» Exercise: Nothing should differ. Repeat every record as written.

--- Dataset content Enclosed Below ---

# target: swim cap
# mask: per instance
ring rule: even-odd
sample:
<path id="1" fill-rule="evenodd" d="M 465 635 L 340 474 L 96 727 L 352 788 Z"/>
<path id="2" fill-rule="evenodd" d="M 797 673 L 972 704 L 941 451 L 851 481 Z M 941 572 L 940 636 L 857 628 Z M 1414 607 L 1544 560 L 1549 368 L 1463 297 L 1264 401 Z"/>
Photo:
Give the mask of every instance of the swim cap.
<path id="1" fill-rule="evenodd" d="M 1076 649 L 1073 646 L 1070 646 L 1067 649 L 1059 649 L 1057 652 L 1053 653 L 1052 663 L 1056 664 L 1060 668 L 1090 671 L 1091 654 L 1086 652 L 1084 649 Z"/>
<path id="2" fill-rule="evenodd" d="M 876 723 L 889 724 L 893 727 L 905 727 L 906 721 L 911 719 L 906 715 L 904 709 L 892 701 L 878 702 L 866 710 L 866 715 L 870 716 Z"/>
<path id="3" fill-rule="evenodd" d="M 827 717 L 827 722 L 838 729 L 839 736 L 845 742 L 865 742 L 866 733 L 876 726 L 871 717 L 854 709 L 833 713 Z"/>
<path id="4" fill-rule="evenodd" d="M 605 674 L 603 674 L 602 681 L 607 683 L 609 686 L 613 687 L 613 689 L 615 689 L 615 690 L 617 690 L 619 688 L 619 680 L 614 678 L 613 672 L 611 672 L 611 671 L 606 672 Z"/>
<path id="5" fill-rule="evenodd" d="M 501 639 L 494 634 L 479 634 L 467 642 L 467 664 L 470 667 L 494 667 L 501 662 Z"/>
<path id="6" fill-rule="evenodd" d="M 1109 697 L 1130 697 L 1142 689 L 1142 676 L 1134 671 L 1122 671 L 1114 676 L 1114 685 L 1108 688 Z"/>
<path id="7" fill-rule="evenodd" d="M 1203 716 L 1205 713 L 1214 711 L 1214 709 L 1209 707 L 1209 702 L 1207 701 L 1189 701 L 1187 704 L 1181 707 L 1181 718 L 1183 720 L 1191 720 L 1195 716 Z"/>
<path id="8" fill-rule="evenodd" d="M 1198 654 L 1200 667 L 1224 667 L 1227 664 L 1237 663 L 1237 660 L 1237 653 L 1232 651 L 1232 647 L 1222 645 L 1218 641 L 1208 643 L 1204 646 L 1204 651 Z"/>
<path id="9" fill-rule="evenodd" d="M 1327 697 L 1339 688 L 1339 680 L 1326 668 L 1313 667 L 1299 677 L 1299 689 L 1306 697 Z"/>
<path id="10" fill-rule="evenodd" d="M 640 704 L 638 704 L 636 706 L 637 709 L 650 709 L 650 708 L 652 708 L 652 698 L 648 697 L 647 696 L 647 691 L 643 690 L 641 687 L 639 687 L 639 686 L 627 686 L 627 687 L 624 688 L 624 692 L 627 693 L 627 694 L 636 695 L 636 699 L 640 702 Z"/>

--- End of Enclosed Dataset content ---

» Worked solution:
# target: swim cap
# mask: per instance
ring rule: even-odd
sample:
<path id="1" fill-rule="evenodd" d="M 465 635 L 340 474 L 96 727 L 352 788 Z"/>
<path id="2" fill-rule="evenodd" d="M 797 673 L 972 704 L 941 451 L 851 481 Z M 941 572 L 940 636 L 857 628 Z M 1414 607 L 1544 560 L 1549 368 L 1463 297 L 1264 401 Z"/>
Photo:
Give the mask of every instance of the swim cap.
<path id="1" fill-rule="evenodd" d="M 1076 649 L 1073 646 L 1070 646 L 1067 649 L 1059 649 L 1057 652 L 1053 653 L 1052 663 L 1056 664 L 1060 668 L 1090 671 L 1091 654 L 1086 652 L 1084 649 Z"/>
<path id="2" fill-rule="evenodd" d="M 876 723 L 889 724 L 893 727 L 905 727 L 906 721 L 911 719 L 906 715 L 904 709 L 892 701 L 878 702 L 866 710 L 866 715 L 870 716 Z"/>
<path id="3" fill-rule="evenodd" d="M 827 717 L 827 722 L 838 729 L 839 736 L 845 742 L 865 742 L 866 733 L 876 726 L 871 717 L 854 709 L 833 713 Z"/>
<path id="4" fill-rule="evenodd" d="M 605 674 L 603 674 L 602 681 L 607 683 L 609 686 L 613 687 L 613 689 L 615 689 L 615 690 L 617 690 L 619 688 L 619 680 L 614 678 L 613 672 L 611 672 L 611 671 L 606 672 Z"/>
<path id="5" fill-rule="evenodd" d="M 501 639 L 494 634 L 479 634 L 467 642 L 467 664 L 470 667 L 494 667 L 501 662 Z"/>
<path id="6" fill-rule="evenodd" d="M 1109 697 L 1130 697 L 1142 689 L 1142 676 L 1134 671 L 1122 671 L 1114 676 L 1114 685 L 1108 688 Z"/>
<path id="7" fill-rule="evenodd" d="M 1203 716 L 1205 713 L 1214 711 L 1214 709 L 1209 707 L 1209 702 L 1207 701 L 1189 701 L 1187 704 L 1181 707 L 1181 718 L 1183 720 L 1191 720 L 1195 716 Z"/>
<path id="8" fill-rule="evenodd" d="M 1198 654 L 1200 667 L 1224 667 L 1227 664 L 1237 663 L 1237 660 L 1237 653 L 1232 651 L 1232 647 L 1222 645 L 1218 641 L 1208 643 L 1204 646 L 1204 651 Z"/>
<path id="9" fill-rule="evenodd" d="M 1327 697 L 1339 688 L 1339 680 L 1326 668 L 1313 667 L 1299 677 L 1299 689 L 1306 697 Z"/>
<path id="10" fill-rule="evenodd" d="M 640 704 L 638 704 L 636 706 L 637 709 L 650 709 L 650 708 L 652 708 L 652 698 L 648 697 L 647 696 L 647 691 L 643 690 L 641 687 L 639 687 L 639 686 L 627 686 L 627 687 L 624 688 L 624 692 L 627 693 L 627 694 L 636 695 L 636 699 L 640 702 Z"/>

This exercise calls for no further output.